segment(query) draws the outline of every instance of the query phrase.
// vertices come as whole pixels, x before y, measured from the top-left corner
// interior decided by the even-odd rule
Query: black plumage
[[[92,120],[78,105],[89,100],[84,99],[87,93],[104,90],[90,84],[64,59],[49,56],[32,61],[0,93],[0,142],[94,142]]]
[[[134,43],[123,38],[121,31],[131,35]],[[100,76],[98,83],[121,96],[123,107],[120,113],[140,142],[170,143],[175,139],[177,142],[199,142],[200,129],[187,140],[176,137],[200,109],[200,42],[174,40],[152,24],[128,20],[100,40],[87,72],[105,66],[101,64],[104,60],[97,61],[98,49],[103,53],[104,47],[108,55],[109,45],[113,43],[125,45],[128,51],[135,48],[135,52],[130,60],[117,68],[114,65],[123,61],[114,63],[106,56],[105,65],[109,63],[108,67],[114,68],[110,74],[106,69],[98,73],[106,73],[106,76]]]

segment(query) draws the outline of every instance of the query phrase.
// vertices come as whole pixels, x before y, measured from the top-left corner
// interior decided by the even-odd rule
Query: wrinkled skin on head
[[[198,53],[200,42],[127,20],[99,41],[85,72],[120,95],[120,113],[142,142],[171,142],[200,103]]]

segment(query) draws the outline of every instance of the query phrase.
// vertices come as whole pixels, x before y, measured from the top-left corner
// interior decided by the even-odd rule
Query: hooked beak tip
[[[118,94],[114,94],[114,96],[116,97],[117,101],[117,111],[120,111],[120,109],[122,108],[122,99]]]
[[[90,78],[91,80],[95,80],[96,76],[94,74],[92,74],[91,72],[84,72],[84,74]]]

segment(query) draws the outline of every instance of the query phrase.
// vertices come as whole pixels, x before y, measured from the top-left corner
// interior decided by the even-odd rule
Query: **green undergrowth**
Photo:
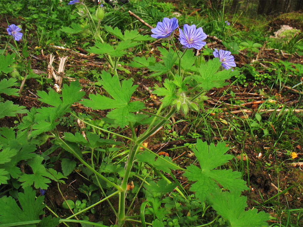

===

> _YOUR TASK_: Reproduce all of the entries above verbatim, leaving out the pictures.

> _SOLUTION_:
segment(query) draws the outline of every instance of the query phrase.
// vertices come as whole pixels, x before y, measured from the top-left corner
// interior decided by the even-odd rule
Query: black plumage
[[[92,120],[78,105],[89,100],[84,99],[87,93],[104,90],[90,84],[64,59],[49,56],[32,61],[0,93],[0,142],[94,142]]]
[[[134,43],[123,38],[121,31],[131,35]],[[100,76],[98,83],[121,96],[123,107],[120,113],[140,142],[170,143],[175,139],[177,142],[199,142],[200,129],[187,140],[176,137],[200,109],[200,42],[174,40],[152,24],[128,20],[100,40],[87,72],[105,66],[101,64],[104,60],[97,61],[98,49],[103,53],[104,47],[108,55],[109,45],[113,43],[125,45],[128,51],[135,48],[135,52],[130,60],[117,68],[114,65],[123,61],[114,63],[106,56],[105,65],[109,63],[108,67],[114,68],[110,74],[106,69],[98,73],[106,73],[106,76]]]

segment(query) draws the outline of every instance of the query phrase.
// vertices come as whole pixels, x before y, measured from the top-left corner
// interior decided by the even-odd rule
Query: wrinkled skin on head
[[[198,53],[200,42],[127,20],[99,41],[85,72],[120,95],[120,113],[142,142],[171,142],[200,103]]]

segment(query) draws the outline of every instance of the query phrase.
// vertices come as whole pixels, x before y, measured from the top-left corner
// interior decided by the even-odd rule
Query: hooked beak tip
[[[118,94],[114,94],[114,96],[116,97],[117,101],[117,111],[120,111],[120,109],[122,108],[122,99]]]
[[[90,78],[91,80],[95,80],[96,76],[94,74],[92,74],[91,72],[84,72],[84,74]]]

segment(query) draws the outline of every instance of the query phrase.
// vertices come as whole pixels, x before y, measured from the top-left corner
// interior decided by the even-odd rule
Query: **green undergrowth**
Photo:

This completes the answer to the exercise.